TASK DIRECTIONS: Copy word for word the part of the items below that opens with the line containing "Where can the concrete" and closes with the line containing "point(423, 406)", including both of those lines. Give only those lines.

---------- AVAILABLE DATA ----------

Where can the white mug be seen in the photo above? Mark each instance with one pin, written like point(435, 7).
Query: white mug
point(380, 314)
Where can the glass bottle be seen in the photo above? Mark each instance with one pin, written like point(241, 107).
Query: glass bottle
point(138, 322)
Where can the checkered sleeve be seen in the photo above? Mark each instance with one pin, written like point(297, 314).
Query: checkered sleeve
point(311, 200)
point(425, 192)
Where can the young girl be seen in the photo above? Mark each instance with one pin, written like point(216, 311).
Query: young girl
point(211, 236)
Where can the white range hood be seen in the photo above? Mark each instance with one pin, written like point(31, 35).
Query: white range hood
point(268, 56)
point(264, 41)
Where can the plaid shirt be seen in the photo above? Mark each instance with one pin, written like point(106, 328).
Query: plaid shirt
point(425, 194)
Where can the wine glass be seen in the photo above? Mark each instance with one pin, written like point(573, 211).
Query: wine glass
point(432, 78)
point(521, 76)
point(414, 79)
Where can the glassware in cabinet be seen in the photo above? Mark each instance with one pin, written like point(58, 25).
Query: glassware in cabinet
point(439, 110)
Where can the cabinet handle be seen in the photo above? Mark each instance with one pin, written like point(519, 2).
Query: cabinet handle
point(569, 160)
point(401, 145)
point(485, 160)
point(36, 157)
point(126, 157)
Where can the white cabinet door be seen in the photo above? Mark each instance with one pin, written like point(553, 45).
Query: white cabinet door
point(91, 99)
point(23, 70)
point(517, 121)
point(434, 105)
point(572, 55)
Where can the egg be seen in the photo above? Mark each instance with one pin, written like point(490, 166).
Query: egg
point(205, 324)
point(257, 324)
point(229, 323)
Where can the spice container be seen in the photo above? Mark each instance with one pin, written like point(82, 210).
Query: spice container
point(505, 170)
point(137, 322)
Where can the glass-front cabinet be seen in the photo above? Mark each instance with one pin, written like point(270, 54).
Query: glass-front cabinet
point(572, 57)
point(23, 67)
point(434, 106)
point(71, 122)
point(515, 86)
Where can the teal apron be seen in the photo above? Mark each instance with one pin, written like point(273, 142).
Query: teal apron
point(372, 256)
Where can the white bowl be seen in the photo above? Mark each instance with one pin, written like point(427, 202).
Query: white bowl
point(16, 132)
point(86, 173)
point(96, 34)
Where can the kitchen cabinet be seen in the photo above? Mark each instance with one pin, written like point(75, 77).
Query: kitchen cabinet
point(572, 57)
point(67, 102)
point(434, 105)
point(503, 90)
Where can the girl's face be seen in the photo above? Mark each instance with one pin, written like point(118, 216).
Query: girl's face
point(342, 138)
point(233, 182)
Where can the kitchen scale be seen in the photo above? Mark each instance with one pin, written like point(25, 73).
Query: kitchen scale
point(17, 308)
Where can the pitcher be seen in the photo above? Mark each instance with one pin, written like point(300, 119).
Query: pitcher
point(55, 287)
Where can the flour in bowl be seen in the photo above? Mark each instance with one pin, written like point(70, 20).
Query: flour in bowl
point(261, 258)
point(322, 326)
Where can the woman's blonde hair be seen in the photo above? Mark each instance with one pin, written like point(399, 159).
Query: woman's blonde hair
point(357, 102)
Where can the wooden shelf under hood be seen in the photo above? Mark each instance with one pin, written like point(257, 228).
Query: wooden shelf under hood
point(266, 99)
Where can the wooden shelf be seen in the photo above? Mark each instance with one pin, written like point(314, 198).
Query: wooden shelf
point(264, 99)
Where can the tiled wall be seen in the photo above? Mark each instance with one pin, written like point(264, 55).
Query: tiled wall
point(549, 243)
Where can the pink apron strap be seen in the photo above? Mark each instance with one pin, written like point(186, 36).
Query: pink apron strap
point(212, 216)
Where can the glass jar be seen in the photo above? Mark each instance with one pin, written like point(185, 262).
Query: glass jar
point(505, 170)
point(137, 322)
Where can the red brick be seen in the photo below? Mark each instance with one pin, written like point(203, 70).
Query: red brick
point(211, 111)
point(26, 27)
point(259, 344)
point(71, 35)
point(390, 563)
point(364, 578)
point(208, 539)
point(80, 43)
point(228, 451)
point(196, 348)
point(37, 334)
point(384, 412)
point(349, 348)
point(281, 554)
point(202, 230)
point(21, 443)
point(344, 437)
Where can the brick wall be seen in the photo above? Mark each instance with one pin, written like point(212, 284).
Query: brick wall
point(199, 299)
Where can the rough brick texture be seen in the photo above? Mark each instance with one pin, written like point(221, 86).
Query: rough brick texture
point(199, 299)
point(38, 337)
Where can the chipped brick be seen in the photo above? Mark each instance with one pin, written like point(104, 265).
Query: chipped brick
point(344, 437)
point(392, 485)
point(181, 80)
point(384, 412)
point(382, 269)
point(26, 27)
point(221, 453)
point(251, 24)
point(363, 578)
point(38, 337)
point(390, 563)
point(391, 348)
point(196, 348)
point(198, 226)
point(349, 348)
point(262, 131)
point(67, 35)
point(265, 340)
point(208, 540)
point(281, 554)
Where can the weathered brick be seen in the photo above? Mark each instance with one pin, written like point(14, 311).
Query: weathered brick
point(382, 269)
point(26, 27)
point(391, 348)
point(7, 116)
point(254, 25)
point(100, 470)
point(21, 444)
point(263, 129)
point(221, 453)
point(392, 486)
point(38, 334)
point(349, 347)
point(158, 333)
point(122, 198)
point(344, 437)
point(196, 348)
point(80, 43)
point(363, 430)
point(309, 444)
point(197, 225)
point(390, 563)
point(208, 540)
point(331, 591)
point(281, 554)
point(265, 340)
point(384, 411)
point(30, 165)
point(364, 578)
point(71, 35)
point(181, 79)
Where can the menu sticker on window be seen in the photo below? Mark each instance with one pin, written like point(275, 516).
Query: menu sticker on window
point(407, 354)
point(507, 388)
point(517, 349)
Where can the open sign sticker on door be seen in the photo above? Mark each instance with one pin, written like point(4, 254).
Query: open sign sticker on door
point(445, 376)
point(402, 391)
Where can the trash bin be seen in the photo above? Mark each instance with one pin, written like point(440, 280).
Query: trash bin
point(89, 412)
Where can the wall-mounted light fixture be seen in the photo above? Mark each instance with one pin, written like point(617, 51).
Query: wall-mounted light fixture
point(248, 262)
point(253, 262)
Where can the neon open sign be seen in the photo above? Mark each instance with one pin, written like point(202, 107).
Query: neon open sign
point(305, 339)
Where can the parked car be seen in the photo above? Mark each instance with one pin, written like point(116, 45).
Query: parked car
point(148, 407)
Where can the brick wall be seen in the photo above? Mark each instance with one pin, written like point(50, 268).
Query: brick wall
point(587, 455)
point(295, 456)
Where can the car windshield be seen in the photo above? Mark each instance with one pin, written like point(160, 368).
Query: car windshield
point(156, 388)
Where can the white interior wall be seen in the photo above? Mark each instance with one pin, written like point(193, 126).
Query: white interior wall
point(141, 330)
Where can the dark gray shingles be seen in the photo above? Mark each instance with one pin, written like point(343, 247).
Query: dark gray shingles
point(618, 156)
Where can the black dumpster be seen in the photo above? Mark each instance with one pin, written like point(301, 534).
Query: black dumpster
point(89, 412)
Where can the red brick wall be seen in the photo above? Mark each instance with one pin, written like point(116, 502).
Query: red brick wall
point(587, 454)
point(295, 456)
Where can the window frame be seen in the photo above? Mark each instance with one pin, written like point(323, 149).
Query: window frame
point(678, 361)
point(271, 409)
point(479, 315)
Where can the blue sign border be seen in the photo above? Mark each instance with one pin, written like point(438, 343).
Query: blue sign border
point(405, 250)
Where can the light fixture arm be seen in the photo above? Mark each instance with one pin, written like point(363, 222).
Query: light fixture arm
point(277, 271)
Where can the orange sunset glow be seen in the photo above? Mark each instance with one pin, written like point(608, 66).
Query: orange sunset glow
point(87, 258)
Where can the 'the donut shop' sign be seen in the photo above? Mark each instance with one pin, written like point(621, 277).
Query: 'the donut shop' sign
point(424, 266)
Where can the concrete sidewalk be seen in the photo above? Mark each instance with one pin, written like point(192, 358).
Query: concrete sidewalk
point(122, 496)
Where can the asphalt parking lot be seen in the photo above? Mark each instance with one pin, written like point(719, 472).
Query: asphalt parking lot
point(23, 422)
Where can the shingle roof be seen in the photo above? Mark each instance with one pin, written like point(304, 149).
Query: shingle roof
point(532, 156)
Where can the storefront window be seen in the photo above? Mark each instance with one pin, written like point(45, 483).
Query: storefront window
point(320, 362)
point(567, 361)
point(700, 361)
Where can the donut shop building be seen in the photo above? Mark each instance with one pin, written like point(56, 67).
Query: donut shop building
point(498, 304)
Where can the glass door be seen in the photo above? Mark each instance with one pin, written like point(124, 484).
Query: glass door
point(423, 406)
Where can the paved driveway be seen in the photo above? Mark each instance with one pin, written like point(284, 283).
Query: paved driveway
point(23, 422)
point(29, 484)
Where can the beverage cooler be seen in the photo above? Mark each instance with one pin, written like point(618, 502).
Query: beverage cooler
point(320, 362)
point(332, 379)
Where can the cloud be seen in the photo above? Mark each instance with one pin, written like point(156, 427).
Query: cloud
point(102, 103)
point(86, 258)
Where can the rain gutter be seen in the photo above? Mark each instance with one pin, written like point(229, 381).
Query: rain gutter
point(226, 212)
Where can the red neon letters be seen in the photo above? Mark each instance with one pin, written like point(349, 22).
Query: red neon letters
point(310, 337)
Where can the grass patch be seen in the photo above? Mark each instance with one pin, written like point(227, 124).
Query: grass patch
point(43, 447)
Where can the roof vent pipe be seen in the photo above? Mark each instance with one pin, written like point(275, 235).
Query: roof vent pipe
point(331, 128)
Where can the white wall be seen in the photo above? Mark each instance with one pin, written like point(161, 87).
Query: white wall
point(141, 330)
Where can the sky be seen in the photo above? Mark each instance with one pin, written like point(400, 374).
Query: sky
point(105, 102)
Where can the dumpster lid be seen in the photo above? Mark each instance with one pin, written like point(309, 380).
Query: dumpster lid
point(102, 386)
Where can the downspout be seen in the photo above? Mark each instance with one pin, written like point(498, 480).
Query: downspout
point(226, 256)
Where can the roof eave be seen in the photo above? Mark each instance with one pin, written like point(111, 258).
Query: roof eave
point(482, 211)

----------

THE OUTPUT:
Where can the concrete sidewalk be seen in the photo above? Mark each instance with one pin, written like point(192, 358).
Query: concrete sidewalk
point(122, 496)
Where can the asphalt parking lot be seen in the photo above? Mark each instance with one pin, written like point(719, 472).
Query: asphalt parking lot
point(23, 422)
Where can the shingle roof be seen in the photo above? Mark each instance with one pin, written like point(304, 149).
Query: shingle roof
point(532, 156)
Where can the storefront window be seen in the photo above? Mark each instance with one pin, written like point(45, 483).
Query: storefront window
point(320, 362)
point(567, 361)
point(700, 361)
Where can the donut shop building be seen in the photo above? Mark each instance with one pin, written like point(56, 67).
Query: donut shop building
point(498, 304)
Where can the glass door be seen in the photo above? Mark each instance with one pin, written like point(124, 484).
Query: glass door
point(423, 406)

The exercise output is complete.